For the pluggable toaster email below, mark each statement yes or no and quote the words of the email that decide it. (a) The reply says each TOASTable column could have a different Toaster. (b) The reply says the EXTERNAL strategy compresses a value before it is TOASTed. (c) The reply says the inconsistent field names will be fixed in the next rebase.

— start of Source extract —

Re: Pluggable toaster - Mailing list pgsql-hackers

From Nikita Malakhov
Subject Re: Pluggable toaster
Date
Msg-id CAN-LCVNOFTyCKKqNSOKwdOt4+CDo+KEy+mvNf5zw_oWNMjXNvg@mail.gmail.com
Whole thread Raw
In response to Re: Pluggable toaster  (Aleksander Alekseev <aleksander@timescale.com>)
Responses Re: Pluggable toaster
List pgsql-hackers
Hi!

Thank you very much for the feedback.
Answering accordingly to questions/remarks order:
 
>I'm in the process of testing and reviewing the v23 patchset. So far I
>just wanted to report that there seems to be certain issues with the
>formatting and/or trailing whitespaces in the patches:

Accepted, will be done.

>There are also some compiler warnings, please see the attachment.

This too. There warnings showed up recently due to fresh changes in macros.

>1.1. Could you please clarify what is the motivation behind such a
>verbose syntax?

Toaster is set for the table column. Each TOASTable column could have
a different Toaster, so column option is the most obvious place to add it.

>1.2. That's odd. TOAST should work for EXTENDED and MAIN storage
>strategies as well. On top of that, why should custom TOASTers have
>any knowledge of the default four-stage algorithm and the storage
>strategies? If the storage strategy is actually ignored, it shouldn't
>be used in the syntax.

EXTENDED storage strategy means that TOASTed value is compressed
before being TOASTed, so no knowledge of its internals could be of any
use. EXTERNAL strategy means that value is being TOASTed in original
form.  Storage strategy is the thing internal to AM used, and TOAST
mechanics is not meant to interfere with it. Again, STORAGE EXTERNAL
explicitly shows that value will be stored out-of-line.

>2. Although it's possible to implement some encryption in a TOASTer I
>don't think the documentation should advertise this.

It is a good example of what could the Toaster be responsible for, because
we proposed moving compression into Toasters as a TOAST option -
for example, being set while initializing the Toaster.

>3.1. I believe we should rename this to something like `struct
>ToastImpl`. The `Tsr` abbreviation only creates confusion, and this is
>not a routine.

It was done similar to Table AM Routine (please check Pluggable
Storage API), along with some other decisions.

>3.2. The names of the fields should be made consistent - e.g. if you
>have update_toast and copy_toast then del_toast should be renamed to
>delete_toast.
>3.2. Additionally, in some parts of the path del_toast is used, while
>in others - deltoast.

Accepted, will be fixed in the next rebase.

>4. The user documentation should have clear answers on the following questions:
>4.1. What will happen if the user tries to delete a TOASTer while
>still having data that was TOASTed using this TOASTer? Or this is not
>supported and the TOASTers should exist in the database indefinitely
>after creation?
>4.2. Is it possible to delete and/or alter the default TOASTer?
>4.3. Please make sure the previously discussed clarification regarding
>"N TOASTers vs M TableAMs" and the validation function is explicitly
>present.

— end of Source extract —
— start of Recorded data —

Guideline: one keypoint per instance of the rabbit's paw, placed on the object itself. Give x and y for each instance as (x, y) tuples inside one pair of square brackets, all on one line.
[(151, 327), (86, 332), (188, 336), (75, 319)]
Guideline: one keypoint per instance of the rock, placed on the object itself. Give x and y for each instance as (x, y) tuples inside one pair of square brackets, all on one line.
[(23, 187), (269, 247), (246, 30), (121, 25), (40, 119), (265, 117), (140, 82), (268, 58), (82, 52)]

— end of Recorded data —

Answer for this exercise:
(a) Yes: "Each TOASTable column could have a different Toaster"
(b) No: "EXTERNAL strategy means that value is being TOASTed in original form."
(c) Yes: "Accepted, will be fixed in the next rebase."